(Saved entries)

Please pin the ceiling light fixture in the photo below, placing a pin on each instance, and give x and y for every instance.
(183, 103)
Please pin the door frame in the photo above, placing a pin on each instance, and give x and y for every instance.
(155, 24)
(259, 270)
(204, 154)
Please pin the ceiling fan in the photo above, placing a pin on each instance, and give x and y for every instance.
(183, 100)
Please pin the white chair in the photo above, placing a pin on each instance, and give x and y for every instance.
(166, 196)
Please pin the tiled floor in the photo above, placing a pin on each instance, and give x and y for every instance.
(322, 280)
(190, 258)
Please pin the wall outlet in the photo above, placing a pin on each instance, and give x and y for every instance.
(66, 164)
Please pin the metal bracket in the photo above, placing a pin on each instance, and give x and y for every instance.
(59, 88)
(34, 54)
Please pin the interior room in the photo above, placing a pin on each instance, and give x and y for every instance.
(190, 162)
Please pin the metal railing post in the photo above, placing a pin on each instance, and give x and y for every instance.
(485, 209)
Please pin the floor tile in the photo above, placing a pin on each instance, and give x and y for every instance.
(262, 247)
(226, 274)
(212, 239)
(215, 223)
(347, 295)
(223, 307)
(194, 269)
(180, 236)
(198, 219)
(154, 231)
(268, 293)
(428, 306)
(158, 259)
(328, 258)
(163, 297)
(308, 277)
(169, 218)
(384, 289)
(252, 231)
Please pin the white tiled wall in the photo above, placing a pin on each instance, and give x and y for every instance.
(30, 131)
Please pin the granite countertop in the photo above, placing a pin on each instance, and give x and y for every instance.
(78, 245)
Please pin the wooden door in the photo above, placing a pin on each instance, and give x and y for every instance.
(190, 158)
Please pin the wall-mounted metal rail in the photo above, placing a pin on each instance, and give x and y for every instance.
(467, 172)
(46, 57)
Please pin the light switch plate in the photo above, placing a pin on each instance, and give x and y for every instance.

## TASK DETAILS
Write out exactly the lines of the entries above that run from the line containing "Please pin the metal bracket" through the last line, including both.

## OUTPUT OF THE TASK
Please pin the metal bracket in the photo above, placing a pin on each instance, and give x and y for every instance.
(59, 88)
(34, 54)
Please pin the interior room in the photo above, placing a pin on each instance, and give x and y for every instance.
(190, 162)
Please pin the metal railing post in the photo above, placing a pin on each instance, and give x and y for every instance.
(485, 209)
Please pin the floor tile in the photo above, placing a pin on each instance, and give x and y for every instance.
(262, 247)
(226, 274)
(212, 239)
(215, 223)
(347, 295)
(223, 307)
(194, 269)
(180, 236)
(198, 219)
(154, 231)
(268, 293)
(428, 306)
(158, 259)
(328, 258)
(163, 297)
(308, 277)
(169, 218)
(384, 289)
(252, 231)
Please pin the white tiled wall in the photo above, placing a pin on each instance, and give x and y for every instance.
(30, 131)
Please pin the granite countertop in the photo above, placing a pin on each instance, and give x and y for every instance.
(78, 245)
Please pin the wooden door in the photo above, placing a pin on each instance, and give x and y for every instance.
(190, 158)
Please pin the wall-mounted metal rail in the photo above, placing a pin on each instance, and give x and y for every instance.
(467, 172)
(46, 57)
Please pin the light switch plate in the photo above, placing a pin on each instance, and give x and y for every instance.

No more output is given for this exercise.